## Extracted text
Skimming through the comments of Cigna CEO David Cordani, it comes as no surprise that, with the Anthem/Cigna merger (approved by the shareholders last week), plans are being laid to enhance the business advantages of the corporation to the detriment of the plan participants.
Squeezing enrollment (favoring the healthy), reconfiguring provider networks (impairing access for the sick), reducing spending on Medi/Medi dual-eligibles, selling more patient management programs, and using benefit design to fragment risk pools are the types of policies that we have come to expect from the private insurers. Works well for them.
In this interview, there are a couple of points that demonstrate the problem described in yesterday’s Quote of the Day on information frictions and how they impact adverse selection (concentrating high-risk individuals in a single plan). The more information the purchaser of an insurance plan has, the much greater is the possibility that it will lead to adverse selection.
Cordani says that the market must have a focus on transparency for consumers. With greater transparency, patients with high health care needs will select plans that have the greatest actuarial value – plans that pay the highest percentage of the health care costs. In the exchanges, those are the gold plans. They pay 80 percent of the costs, as opposed to 60 or 70 percent for the bronze and silver plans respectively.

## The data
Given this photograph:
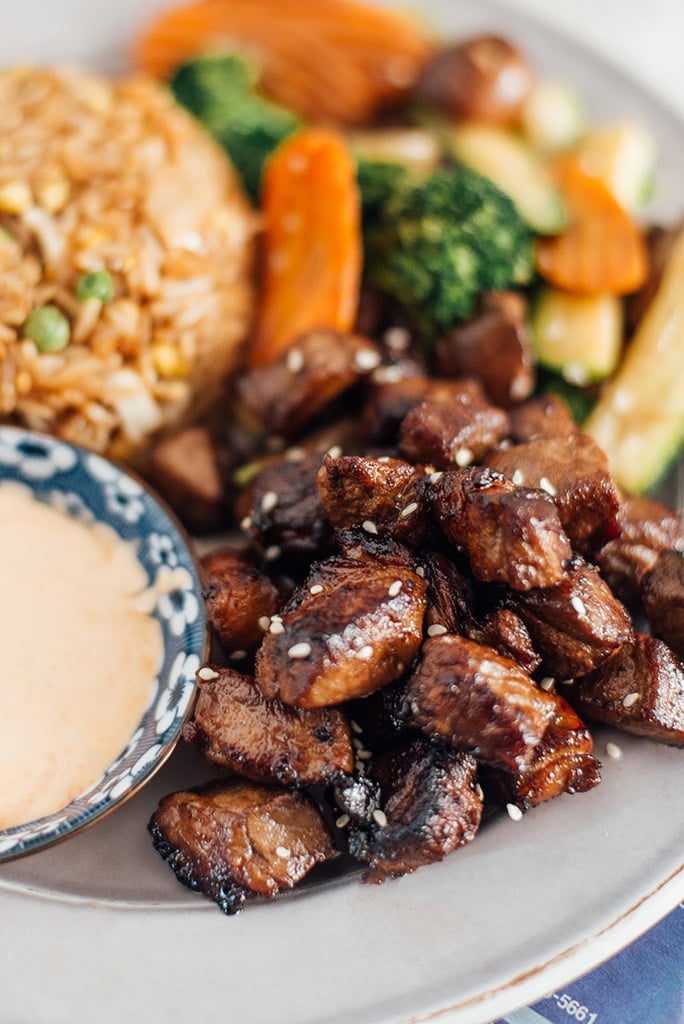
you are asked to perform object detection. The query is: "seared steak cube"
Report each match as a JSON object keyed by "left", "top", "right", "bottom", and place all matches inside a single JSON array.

## Exercise directions
Write out the part of the passage on the Anthem/Cigna merger starting with "In this interview, there" and going on through "silver plans respectively.", word for word. The listing is separate material and has nothing to do with the passage about the Anthem/Cigna merger.

## Expected answer
In this interview, there are a couple of points that demonstrate the problem described in yesterday’s Quote of the Day on information frictions and how they impact adverse selection (concentrating high-risk individuals in a single plan). The more information the purchaser of an insurance plan has, the much greater is the possibility that it will lead to adverse selection.
Cordani says that the market must have a focus on transparency for consumers. With greater transparency, patients with high health care needs will select plans that have the greatest actuarial value – plans that pay the highest percentage of the health care costs. In the exchanges, those are the gold plans. They pay 80 percent of the costs, as opposed to 60 or 70 percent for the bronze and silver plans respectively.